Problem description »
Give the listing below as a JSON list of strings, with one string for each line and any blank lines left out.

━━━ Exercise input ━━━

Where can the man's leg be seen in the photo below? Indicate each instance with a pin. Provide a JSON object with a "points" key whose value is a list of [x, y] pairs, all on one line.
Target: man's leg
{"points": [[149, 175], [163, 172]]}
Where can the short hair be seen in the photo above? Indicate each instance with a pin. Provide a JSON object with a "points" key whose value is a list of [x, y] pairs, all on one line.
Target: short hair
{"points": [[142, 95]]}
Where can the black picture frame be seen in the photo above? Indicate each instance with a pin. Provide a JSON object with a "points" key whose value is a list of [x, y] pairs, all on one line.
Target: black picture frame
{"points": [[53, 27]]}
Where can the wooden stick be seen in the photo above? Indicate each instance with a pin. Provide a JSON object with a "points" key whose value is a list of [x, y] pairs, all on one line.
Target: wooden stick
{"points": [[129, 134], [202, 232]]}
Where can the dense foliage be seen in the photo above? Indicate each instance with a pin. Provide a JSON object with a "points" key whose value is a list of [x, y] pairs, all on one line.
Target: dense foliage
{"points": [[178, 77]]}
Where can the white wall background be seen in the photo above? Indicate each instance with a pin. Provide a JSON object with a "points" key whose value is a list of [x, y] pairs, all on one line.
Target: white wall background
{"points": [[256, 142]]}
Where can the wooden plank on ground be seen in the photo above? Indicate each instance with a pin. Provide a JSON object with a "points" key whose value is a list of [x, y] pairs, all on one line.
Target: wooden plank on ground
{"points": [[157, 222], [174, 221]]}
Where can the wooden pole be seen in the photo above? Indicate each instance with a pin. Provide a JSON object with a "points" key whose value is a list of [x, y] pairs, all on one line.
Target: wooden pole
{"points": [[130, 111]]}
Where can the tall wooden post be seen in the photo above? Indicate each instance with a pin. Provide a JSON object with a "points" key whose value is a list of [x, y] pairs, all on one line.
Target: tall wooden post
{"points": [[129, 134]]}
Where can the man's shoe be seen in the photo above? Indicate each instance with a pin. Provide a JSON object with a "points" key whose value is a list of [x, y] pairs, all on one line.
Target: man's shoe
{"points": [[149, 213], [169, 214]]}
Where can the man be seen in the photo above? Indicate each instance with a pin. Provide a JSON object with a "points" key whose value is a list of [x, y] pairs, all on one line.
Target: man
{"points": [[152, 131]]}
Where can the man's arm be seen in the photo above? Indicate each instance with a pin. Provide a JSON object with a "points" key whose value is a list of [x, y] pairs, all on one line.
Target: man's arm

━━━

Finished exercise »
[
  "Where can the man's leg be seen in the photo below? Indicate each instance with a pin. Provide a JSON object with a \"points\" key whose value is a list of [x, y] pairs, all on one line.",
  "Target: man's leg",
  "{\"points\": [[149, 175], [163, 172]]}",
  "Where can the short hair be seen in the photo above? Indicate each instance with a pin. Provide a JSON object with a \"points\" key whose value is a list of [x, y] pairs, all on one line.",
  "Target: short hair",
  "{\"points\": [[142, 95]]}",
  "Where can the black picture frame be seen in the photo above? Indicate each instance with a pin. Provide a JSON object with a \"points\" key whose value is a list of [x, y] pairs, all on one line.",
  "Target: black picture frame",
  "{\"points\": [[53, 27]]}",
  "Where can the wooden stick be seen in the photo above? Indicate each instance with a pin. Provide a JSON object with a \"points\" key whose value is a list of [x, y] pairs, all on one line.",
  "Target: wooden stick",
  "{\"points\": [[129, 134], [202, 232]]}",
  "Where can the dense foliage be seen in the photo above? Indicate each instance with a pin. Provide a JSON object with a \"points\" key whose value is a list of [x, y] pairs, all on one line.",
  "Target: dense foliage",
  "{\"points\": [[178, 77]]}",
  "Where can the white wall background be seen in the photo above? Indicate each instance with a pin. Provide a JSON object with a \"points\" key whose value is a list of [x, y] pairs, all on one line.",
  "Target: white wall background",
  "{\"points\": [[256, 142]]}",
  "Where can the wooden plank on ground be seen in the photo above? Indicate each instance with a pin. Provide a JSON object with a \"points\" key whose value is a list of [x, y] pairs, all on one line.",
  "Target: wooden plank on ground",
  "{\"points\": [[157, 222], [174, 221]]}",
  "Where can the wooden pole be seen in the photo above? Indicate each instance with a pin. Provide a JSON object with a \"points\" key whose value is a list of [x, y] pairs, all on one line.",
  "Target: wooden pole",
  "{\"points\": [[130, 111]]}",
  "Where can the tall wooden post be seen in the photo above? Indicate each instance with a pin. Provide a JSON object with a \"points\" key whose value is a list of [x, y] pairs, all on one line.",
  "Target: tall wooden post",
  "{\"points\": [[129, 134]]}",
  "Where can the man's shoe be seen in the photo above? Indicate each instance with a pin. Provide a JSON object with a \"points\" key whose value is a list of [x, y] pairs, all on one line.",
  "Target: man's shoe",
  "{\"points\": [[149, 213], [169, 214]]}",
  "Where can the man be seen in the photo above? Indicate each instance with a pin. Provide a JSON object with a \"points\" key whose value is a list of [x, y] pairs, all on one line.",
  "Target: man",
  "{\"points\": [[152, 131]]}",
  "Where can the man's arm be seen in the photo above? Indicate each instance with a pin. Provide a JSON object with a \"points\" key whose value is a list of [x, y] pairs, all on one line.",
  "Target: man's arm"
]